- _Document excerpt_:
>>>>>
Before the recent publication of reports linking cyclo-oxygenase-2 (COX-2) inhibitors with myocardial infarction,¹ there was strong evidence that this popular group of analgesics does not have the respiratory complications of non-specific anti-inflammatory drugs (NSAIDS).² These side effects of the NSAIDs are relatively common (10–20% of asthmatics) and potentially very serious. Patients experience increased inflammation of the sinuses, nasal polyposis, and severe and potentially fatal airway obstruction. It was postulated that NSAIDs reduce production of prostaglandins that protect the airways and increase synthesis of cysteinyl leukotrienes such as leukotriene B₄ (LTB₄) which aggravate inflammation. The clinical observation that the COX-2 drugs are safe in this respect suggests that inhibition of the COX-1 enzymes is the culprit. It appears that asthmatics can use these very effective analgesics with relatively little risk of exacerbations.

Regardless of the eventual application or modification of NSAIDs and COX-2 inhibitors, widespread use of these drugs has taught us much about the role of the COX enzymes in the lung and other organs. The study by Montuschi and colleagues³ in this issue of Thorax serves two important functions: it supports the role of COX-1 activity in protecting the airways and it highlights the potential usefulness of exhaled breath condensate (EBC) as a simple non-invasive method for following inflammatory events in the lungs and the effect of treatment on these disorders.
<<<<<
- _Problem_: In the passage on COX-2 inhibitors and asthma, rewrite the paragraph beginning "Before the recent publication" as a short bulleted list that keeps its main facts. The material that follows comes from a different source than the passage above.

- _Dataset content_:
>>>>>
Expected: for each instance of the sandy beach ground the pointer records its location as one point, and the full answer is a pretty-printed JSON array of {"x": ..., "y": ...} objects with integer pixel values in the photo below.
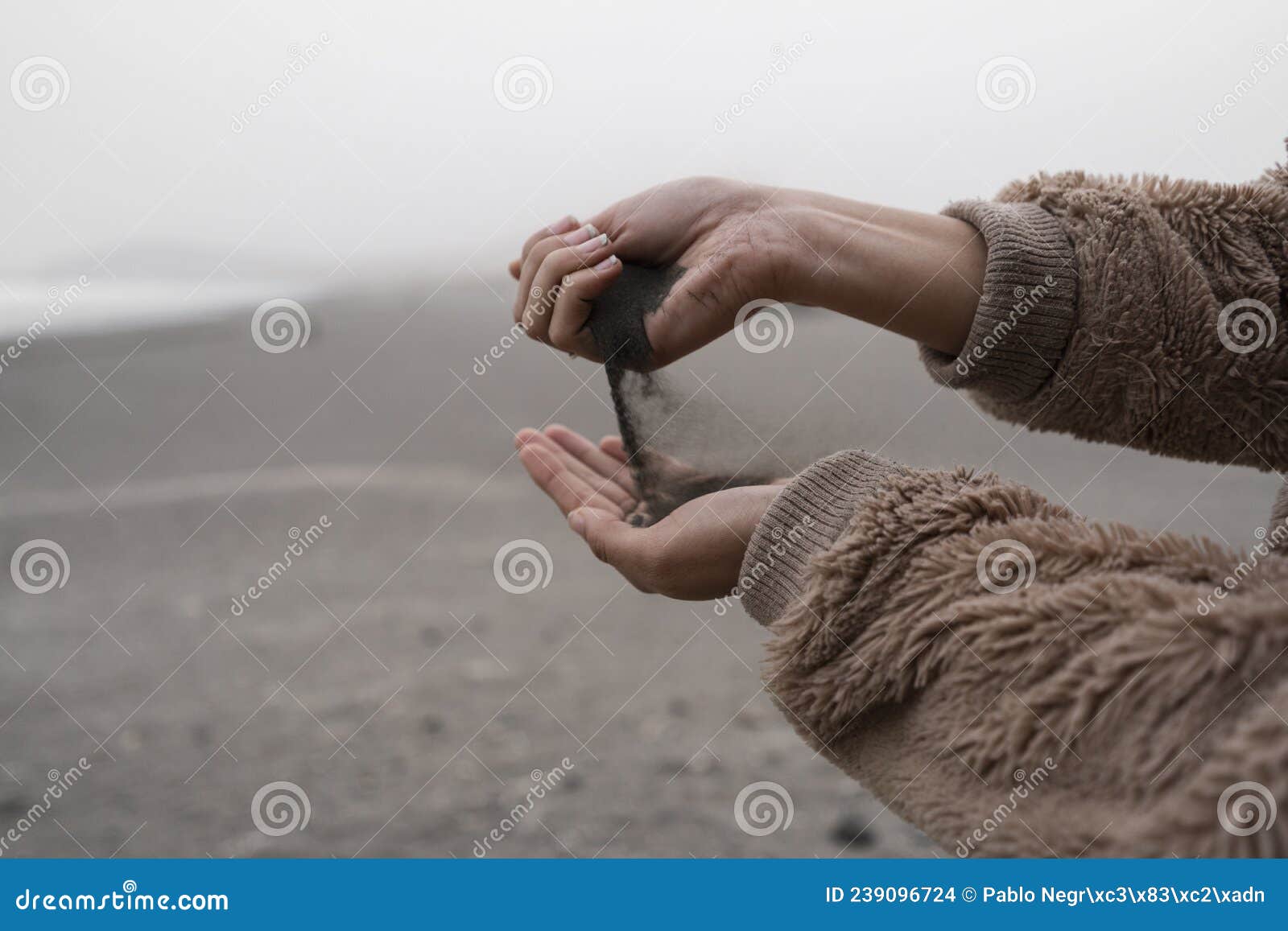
[{"x": 386, "y": 673}]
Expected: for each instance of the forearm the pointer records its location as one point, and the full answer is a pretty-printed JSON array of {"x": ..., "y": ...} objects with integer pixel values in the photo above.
[{"x": 916, "y": 274}]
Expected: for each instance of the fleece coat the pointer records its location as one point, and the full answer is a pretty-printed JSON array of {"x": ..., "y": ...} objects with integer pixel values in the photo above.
[{"x": 1009, "y": 678}]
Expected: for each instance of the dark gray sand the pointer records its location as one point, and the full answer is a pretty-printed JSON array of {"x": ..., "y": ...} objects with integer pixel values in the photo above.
[{"x": 386, "y": 673}]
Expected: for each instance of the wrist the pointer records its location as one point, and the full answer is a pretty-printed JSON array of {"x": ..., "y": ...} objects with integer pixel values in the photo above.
[{"x": 918, "y": 274}]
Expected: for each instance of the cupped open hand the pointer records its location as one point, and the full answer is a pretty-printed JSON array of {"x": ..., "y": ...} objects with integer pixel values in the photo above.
[{"x": 695, "y": 553}]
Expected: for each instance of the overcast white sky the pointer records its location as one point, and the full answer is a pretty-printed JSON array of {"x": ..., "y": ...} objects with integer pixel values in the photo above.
[{"x": 392, "y": 150}]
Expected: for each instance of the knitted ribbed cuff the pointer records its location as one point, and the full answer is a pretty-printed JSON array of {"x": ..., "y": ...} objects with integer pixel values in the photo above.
<<<<<
- _Solution for this task_:
- Before reports tied COX-2 inhibitors to myocardial infarction, there was strong evidence that these popular painkillers lack the respiratory complications of NSAIDs.
- Those NSAID side effects are fairly common (10–20% of asthmatics) and can be very serious: more sinus inflammation, nasal polyposis, and severe, possibly fatal airway obstruction.
- The proposed cause is that NSAIDs reduce the prostaglandins that protect the airways and increase cysteinyl leukotrienes such as LTB₄, which worsen inflammation.
- Since COX-2 drugs appear safe in this respect, inhibiting the COX-1 enzymes seems to be the problem.
- Asthmatics can apparently use these very effective painkillers with relatively little risk of flare-ups.